Copy out, character for character, the stretch of entries from the line containing "Target: denim shirt" through the line containing "pixel 183 257", including both of those lines.

— Start of PROVIDED MATERIAL —

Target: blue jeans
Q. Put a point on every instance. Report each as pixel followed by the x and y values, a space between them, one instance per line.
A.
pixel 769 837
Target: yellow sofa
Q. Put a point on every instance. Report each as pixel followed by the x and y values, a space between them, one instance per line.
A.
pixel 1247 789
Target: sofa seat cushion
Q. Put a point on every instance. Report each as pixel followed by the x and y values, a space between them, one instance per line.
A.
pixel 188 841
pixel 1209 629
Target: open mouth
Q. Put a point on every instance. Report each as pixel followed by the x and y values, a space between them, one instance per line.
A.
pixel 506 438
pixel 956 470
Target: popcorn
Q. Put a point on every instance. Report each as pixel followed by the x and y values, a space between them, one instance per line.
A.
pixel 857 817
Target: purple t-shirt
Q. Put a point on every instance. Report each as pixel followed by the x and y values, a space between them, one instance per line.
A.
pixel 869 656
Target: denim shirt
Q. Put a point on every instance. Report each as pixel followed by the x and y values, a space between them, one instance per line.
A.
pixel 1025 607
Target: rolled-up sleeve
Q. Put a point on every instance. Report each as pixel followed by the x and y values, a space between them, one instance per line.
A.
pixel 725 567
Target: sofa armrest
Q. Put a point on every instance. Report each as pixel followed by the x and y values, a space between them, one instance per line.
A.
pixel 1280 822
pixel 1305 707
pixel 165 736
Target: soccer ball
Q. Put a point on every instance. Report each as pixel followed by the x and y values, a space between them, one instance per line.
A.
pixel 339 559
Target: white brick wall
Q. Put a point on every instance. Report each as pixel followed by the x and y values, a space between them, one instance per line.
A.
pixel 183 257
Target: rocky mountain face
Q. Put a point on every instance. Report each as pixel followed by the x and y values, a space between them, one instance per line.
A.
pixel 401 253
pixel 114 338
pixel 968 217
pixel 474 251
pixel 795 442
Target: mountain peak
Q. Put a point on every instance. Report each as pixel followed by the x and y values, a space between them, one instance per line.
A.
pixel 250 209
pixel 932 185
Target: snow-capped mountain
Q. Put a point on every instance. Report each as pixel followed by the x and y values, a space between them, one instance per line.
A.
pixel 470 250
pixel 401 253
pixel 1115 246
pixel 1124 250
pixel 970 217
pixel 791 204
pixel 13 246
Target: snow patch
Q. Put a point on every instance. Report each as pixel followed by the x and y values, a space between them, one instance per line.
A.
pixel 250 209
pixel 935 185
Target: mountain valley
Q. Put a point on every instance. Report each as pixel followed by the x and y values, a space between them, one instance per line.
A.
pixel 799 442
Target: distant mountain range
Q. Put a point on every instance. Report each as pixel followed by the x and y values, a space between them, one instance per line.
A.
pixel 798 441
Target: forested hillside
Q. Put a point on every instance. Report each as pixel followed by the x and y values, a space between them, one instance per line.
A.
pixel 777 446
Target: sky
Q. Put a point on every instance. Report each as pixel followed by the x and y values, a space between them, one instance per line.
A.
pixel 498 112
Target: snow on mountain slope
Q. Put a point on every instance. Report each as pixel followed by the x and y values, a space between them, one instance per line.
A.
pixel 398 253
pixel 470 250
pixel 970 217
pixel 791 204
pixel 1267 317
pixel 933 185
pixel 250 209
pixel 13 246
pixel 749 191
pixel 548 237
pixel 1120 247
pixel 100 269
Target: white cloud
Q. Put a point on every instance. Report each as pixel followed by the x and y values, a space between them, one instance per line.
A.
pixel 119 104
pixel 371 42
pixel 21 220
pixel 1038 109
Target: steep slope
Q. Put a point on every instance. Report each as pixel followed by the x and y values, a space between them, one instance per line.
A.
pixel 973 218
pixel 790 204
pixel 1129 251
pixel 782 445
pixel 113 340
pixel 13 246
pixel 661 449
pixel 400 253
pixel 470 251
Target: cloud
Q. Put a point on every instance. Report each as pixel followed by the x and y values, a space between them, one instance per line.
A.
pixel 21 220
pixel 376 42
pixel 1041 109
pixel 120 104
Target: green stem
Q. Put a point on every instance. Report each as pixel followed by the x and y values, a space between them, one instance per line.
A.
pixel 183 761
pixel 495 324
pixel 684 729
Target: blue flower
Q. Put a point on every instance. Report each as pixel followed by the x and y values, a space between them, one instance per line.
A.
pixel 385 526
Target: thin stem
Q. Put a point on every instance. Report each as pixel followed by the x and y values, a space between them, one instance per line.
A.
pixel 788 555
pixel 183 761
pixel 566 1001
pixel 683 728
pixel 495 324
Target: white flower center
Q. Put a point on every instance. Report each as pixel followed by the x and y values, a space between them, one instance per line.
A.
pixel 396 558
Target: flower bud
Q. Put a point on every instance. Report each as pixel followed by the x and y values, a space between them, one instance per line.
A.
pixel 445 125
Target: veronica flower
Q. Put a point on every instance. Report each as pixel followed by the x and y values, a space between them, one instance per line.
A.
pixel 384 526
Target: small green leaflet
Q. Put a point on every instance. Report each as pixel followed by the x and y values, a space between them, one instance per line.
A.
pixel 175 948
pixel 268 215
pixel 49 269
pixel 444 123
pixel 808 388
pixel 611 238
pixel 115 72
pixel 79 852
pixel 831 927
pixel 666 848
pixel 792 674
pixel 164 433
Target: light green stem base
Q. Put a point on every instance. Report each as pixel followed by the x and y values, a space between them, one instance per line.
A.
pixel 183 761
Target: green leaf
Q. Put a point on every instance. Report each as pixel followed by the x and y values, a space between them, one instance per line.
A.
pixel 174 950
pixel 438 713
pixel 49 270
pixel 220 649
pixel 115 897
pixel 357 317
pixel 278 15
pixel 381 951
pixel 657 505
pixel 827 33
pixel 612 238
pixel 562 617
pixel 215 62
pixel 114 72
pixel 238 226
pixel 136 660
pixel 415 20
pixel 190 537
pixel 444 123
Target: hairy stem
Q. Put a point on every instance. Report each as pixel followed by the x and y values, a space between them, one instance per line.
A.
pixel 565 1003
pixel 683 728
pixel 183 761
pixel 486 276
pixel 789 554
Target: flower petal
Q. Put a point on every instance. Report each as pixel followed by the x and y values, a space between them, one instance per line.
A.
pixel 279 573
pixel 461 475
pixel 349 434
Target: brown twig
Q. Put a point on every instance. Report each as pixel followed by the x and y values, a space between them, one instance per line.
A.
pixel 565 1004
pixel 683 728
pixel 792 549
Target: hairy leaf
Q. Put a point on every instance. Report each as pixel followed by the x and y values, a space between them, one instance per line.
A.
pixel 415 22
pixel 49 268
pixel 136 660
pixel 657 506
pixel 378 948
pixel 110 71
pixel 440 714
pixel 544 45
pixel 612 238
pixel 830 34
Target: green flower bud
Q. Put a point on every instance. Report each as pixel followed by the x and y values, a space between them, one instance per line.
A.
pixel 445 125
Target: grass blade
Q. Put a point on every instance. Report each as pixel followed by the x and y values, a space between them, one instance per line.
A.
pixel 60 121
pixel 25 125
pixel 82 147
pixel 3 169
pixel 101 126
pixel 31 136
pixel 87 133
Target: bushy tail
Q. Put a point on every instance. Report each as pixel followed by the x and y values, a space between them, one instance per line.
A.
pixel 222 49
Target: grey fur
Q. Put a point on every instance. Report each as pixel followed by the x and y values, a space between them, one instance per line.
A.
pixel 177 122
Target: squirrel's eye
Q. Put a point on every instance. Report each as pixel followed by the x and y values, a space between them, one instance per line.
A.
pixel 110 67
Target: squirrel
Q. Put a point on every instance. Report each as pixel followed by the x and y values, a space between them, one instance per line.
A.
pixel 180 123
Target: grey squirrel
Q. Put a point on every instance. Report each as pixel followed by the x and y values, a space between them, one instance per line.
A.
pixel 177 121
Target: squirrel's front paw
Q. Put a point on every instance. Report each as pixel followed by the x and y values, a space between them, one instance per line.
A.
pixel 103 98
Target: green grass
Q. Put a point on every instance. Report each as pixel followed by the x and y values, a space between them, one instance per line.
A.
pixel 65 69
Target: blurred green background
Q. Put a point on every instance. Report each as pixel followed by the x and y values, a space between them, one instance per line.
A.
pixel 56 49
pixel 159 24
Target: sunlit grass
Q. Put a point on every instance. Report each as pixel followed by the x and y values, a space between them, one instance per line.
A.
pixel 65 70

— End of PROVIDED MATERIAL —

### [EXERCISE RESPONSE]
Target: denim shirt
Q. Put a point on every instance. Report each as pixel followed by the x and y values, a space between them, one instance per line.
A.
pixel 1025 607
Target: rolled-up sleeve
Q. Put a point on every instance. Report each as pixel followed by the x and y values, a space between them, one instance per line.
A.
pixel 725 567
Target: sofa armrest
Q. Put a point on every instance. Report each as pixel followed by the x and y values, a space between them, one instance per line.
A.
pixel 1280 822
pixel 1305 707
pixel 165 736
Target: soccer ball
Q. Put a point on every instance. Report each as pixel followed by the x and y values, a space between them, one instance per line.
A.
pixel 339 559
Target: white brick wall
Q. Put a point on every instance. Report each as pixel followed by the x and y values, a space between them, one instance per line.
A.
pixel 183 257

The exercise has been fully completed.